▶ _EXERCISE DIRECTIONS_: For the entries that follow, restate word for word the line containing "Target: man in striped polo shirt", the line containing "Target: autumn colored tree", and every line that lies between them.

Stored data entries

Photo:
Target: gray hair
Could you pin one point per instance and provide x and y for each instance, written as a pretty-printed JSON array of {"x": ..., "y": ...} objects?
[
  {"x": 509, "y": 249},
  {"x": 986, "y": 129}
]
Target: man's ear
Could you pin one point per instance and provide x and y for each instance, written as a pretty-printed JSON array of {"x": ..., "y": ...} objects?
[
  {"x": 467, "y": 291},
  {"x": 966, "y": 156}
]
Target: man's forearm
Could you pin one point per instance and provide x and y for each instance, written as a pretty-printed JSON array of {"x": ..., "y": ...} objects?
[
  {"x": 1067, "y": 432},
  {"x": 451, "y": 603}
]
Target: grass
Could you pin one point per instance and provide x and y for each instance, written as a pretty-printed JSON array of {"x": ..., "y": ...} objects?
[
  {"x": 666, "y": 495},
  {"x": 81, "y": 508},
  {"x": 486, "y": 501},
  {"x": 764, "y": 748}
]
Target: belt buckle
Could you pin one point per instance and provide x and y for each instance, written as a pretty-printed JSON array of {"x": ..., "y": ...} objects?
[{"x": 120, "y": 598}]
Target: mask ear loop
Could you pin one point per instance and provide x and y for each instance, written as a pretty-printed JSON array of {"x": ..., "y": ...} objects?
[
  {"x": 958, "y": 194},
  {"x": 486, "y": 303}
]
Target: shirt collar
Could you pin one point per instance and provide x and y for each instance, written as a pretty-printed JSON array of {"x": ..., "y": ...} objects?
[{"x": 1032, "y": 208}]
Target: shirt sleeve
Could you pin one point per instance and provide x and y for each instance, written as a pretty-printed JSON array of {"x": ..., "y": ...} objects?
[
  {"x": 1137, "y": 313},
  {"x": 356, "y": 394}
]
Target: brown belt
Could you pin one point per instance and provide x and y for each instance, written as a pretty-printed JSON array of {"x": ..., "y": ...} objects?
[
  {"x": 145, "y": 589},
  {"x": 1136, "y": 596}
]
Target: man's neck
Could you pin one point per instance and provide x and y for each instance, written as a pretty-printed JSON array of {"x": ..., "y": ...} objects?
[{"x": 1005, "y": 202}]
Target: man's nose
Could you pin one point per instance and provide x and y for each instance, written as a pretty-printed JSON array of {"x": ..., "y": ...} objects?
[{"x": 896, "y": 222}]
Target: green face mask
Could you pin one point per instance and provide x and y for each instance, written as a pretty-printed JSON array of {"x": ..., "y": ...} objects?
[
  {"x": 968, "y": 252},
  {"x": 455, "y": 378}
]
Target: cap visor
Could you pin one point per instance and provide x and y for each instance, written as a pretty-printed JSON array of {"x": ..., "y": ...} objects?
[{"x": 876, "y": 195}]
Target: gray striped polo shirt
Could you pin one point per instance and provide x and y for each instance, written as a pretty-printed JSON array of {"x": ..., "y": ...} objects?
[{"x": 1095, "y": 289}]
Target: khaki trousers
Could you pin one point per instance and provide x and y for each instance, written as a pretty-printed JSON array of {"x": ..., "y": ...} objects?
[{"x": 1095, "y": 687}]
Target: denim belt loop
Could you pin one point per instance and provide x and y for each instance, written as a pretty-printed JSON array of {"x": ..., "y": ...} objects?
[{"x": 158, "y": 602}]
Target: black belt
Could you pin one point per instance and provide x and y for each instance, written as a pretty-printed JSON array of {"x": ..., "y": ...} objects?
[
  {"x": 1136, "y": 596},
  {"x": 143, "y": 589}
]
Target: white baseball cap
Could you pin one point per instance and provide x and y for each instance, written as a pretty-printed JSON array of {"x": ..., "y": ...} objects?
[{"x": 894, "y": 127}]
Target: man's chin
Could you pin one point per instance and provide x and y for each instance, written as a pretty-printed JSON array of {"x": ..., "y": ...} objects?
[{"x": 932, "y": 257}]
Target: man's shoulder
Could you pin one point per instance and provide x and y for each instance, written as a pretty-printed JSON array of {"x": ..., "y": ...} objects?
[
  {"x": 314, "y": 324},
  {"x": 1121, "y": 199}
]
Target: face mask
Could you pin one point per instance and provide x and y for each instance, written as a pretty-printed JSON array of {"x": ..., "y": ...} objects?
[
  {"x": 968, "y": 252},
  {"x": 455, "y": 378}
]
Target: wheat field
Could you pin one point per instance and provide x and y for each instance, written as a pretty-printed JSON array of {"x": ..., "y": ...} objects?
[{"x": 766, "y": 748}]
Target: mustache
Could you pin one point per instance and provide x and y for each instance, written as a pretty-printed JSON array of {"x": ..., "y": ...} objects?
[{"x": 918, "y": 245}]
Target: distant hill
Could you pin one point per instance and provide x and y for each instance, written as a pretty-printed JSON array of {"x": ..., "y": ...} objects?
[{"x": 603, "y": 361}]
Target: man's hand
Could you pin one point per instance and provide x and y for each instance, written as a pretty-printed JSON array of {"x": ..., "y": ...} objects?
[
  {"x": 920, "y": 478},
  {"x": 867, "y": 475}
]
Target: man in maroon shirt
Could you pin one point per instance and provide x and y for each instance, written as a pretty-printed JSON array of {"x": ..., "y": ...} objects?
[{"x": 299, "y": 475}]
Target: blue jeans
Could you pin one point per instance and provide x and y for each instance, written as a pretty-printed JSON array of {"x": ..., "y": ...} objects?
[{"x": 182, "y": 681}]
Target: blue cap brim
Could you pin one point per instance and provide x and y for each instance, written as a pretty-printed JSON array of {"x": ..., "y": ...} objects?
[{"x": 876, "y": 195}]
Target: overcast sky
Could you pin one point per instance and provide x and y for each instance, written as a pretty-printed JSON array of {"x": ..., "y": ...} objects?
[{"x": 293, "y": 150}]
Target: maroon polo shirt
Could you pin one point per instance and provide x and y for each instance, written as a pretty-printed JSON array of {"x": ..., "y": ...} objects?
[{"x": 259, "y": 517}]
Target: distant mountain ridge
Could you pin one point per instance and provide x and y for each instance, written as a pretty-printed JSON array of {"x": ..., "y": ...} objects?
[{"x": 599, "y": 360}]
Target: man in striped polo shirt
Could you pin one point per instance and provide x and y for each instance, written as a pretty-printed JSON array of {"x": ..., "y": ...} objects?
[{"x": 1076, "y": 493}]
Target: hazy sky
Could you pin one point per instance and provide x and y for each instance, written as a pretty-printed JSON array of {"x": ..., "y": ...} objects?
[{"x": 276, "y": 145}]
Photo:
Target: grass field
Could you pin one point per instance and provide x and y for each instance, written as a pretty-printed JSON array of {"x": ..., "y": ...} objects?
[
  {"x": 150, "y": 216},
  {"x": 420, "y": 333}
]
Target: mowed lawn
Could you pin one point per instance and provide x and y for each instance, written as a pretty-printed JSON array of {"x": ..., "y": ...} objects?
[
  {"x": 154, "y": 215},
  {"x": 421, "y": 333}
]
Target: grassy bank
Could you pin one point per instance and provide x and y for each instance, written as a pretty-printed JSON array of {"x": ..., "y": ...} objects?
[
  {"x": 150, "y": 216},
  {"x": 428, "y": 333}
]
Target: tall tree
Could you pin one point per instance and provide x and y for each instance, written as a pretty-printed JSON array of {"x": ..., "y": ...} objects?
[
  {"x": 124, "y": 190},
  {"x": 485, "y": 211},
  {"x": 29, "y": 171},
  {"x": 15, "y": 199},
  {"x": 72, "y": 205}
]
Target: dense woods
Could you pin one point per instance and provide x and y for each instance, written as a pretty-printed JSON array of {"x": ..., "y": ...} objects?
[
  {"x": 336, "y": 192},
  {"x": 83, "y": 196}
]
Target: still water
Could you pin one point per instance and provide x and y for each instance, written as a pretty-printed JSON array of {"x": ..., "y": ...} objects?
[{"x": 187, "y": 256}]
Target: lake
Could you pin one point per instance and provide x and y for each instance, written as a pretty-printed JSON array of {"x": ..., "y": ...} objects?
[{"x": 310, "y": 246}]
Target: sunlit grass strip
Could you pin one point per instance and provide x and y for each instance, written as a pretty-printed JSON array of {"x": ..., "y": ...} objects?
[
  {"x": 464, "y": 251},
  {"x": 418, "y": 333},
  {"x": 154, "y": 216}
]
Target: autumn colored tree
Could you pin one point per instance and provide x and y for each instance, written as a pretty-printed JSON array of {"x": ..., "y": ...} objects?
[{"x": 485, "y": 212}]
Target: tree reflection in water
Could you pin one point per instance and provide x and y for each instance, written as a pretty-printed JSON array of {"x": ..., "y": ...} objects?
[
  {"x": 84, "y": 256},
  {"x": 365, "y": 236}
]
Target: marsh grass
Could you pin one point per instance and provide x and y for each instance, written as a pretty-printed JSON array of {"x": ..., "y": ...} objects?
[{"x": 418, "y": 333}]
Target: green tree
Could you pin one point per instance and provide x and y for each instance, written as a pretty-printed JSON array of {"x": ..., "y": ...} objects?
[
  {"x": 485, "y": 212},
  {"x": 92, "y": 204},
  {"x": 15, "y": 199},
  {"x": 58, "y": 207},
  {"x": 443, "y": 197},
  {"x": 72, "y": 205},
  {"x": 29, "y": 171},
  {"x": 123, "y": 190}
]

▶ _WRITTEN RESPONSE_:
Target: man in striped polo shirt
Could you pin one point per instance and provide x and y for each instance, written as a pretty-printed JSON array of {"x": ..., "y": ...} objects?
[{"x": 1076, "y": 493}]
Target: hazy sky
Could you pin one point per instance and provide x and y for each instance, written as a pretty-printed JSON array of {"x": ..., "y": ...} objects?
[{"x": 276, "y": 145}]
Photo:
Target: grass field
Could you pin one point per instance and provide x and y for each instance, written as a pretty-printed JSON array of {"x": ..., "y": ...} objects?
[
  {"x": 150, "y": 216},
  {"x": 420, "y": 333}
]
Target: mowed lawn
Could you pin one point per instance and provide x and y for each instance, written as a pretty-printed JSON array of {"x": ..., "y": ...} objects?
[
  {"x": 154, "y": 215},
  {"x": 421, "y": 333}
]
Target: grassy bank
Could you pin one point per instance and provide x and y for each instance, written as a pretty-printed JSON array of {"x": ..., "y": ...} objects?
[
  {"x": 150, "y": 216},
  {"x": 428, "y": 333}
]
Target: tall tree
Could you pin one point per instance and provide x and y for each instance, written as a pretty-printed JSON array of {"x": ..., "y": ...} objects?
[
  {"x": 124, "y": 190},
  {"x": 485, "y": 211},
  {"x": 29, "y": 171},
  {"x": 15, "y": 199},
  {"x": 72, "y": 205}
]
Target: dense woods
Could you pin one point per instance and provide x and y for each instance, written as a pretty-printed JSON array of {"x": ..., "y": ...} objects?
[
  {"x": 336, "y": 192},
  {"x": 83, "y": 196}
]
Target: still water
Could you pin one point per instance and provide x and y for each instance, written as a pretty-printed JSON array of {"x": ..., "y": ...} objects?
[{"x": 187, "y": 256}]
Target: lake
Could you pin one point per instance and provide x and y for each instance, written as a pretty-printed JSON array of {"x": ..., "y": ...} objects?
[{"x": 310, "y": 246}]
Target: sunlit grass strip
Could you pin one point per instance and provide x and y for each instance, written as a pretty-printed JSON array of {"x": ..., "y": ...} objects?
[
  {"x": 464, "y": 251},
  {"x": 418, "y": 333},
  {"x": 154, "y": 216}
]
Target: autumn colored tree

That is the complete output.